— Start of EXTRACT PROVIDED —

It’s a stark number but it marks one of the state’s lowest road tolls in more than two decades.
Up to the end of July, the state has second lowest number of deaths this century, 43 people, compared to 42 in 2018.
Five more have lost their lives since.
RAA road safety manager Charles Mountain welcomed the state government-recorded figures but added; “However, 43 lives lost is 43 too many”.
The losses compare to 61 to the end of July in 2021, and were recorded during an intensive pre-March state election road maintenance blitz.
Mr Mountain credited a vision to reduce the road toll to zero, better road maintenance and new roads.
He said serious road injuries were also down, 347 to the end of June compared to 448 for the same period in 2021.
“RAA believes that ongoing investment in both road maintenance, together with targeted upgrade of roads and intersections across the network, is critical to reducing the likelihood and severity of crashes,’’ he said.
Mr Mountain said the latest figures showed more than two thirds of lives lost on SA roads in the first half of this year were on regional roads.
“Single vehicle run-off road crash types continue to be the most common in the first half of 2022, accounting for 59 per cent of all lives lost on South Australian roads,’’ he said.

— End of EXTRACT PROVIDED —
— Start of INFORMATION GIVEN —

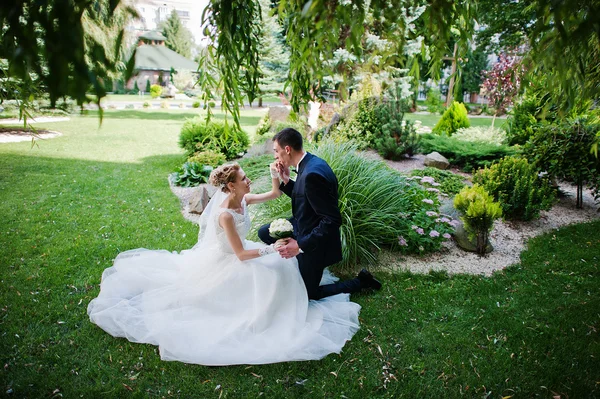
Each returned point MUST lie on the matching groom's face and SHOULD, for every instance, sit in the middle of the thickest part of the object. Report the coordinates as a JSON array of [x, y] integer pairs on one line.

— End of INFORMATION GIVEN —
— Start of INFORMATION GIVEN —

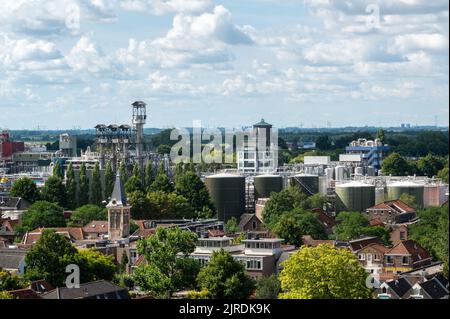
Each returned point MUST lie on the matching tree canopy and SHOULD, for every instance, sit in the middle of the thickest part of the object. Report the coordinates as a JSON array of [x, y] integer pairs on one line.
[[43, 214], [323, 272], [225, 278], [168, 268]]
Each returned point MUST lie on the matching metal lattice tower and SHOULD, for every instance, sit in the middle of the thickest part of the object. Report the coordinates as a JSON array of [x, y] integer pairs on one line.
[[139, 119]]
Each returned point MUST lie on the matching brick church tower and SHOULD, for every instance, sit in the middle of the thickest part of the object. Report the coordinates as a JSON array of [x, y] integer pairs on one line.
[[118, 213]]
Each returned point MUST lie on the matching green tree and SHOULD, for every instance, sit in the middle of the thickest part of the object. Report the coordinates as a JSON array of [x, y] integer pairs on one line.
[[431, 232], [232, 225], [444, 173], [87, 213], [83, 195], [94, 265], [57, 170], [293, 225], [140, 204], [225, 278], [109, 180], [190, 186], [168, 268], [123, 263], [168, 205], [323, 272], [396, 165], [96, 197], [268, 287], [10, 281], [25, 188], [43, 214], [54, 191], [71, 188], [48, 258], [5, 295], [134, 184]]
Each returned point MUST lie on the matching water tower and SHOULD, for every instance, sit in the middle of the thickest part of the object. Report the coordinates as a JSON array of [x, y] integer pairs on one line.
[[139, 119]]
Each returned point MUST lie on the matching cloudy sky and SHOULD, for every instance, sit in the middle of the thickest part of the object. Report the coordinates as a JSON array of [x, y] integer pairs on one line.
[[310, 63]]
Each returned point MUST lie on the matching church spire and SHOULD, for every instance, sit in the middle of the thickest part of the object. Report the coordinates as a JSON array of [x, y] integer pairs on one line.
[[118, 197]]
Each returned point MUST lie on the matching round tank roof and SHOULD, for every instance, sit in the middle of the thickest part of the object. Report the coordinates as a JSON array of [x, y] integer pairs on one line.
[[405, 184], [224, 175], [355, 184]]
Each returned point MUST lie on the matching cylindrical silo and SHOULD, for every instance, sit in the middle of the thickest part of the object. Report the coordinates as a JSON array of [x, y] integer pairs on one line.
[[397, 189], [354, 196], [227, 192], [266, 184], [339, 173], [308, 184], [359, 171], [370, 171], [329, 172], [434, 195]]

— End of INFORMATION GIVEN —
— Start of INFORMATION GIVEN —

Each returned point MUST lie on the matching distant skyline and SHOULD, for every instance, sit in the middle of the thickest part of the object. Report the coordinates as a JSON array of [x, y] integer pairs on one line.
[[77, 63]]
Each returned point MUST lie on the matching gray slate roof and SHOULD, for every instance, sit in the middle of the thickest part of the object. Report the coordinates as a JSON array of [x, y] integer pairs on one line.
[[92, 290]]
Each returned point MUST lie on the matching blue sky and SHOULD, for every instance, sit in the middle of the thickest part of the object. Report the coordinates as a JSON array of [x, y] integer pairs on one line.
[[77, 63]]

— End of INFORMATION GIVEN —

PROMPT: According to the road toll article, what share of all lives lost on South Australian roads in the first half of 2022 came from single vehicle run-off road crashes? Answer using only the road toll article, not the items.

COMPLETE OUTPUT: 59 per cent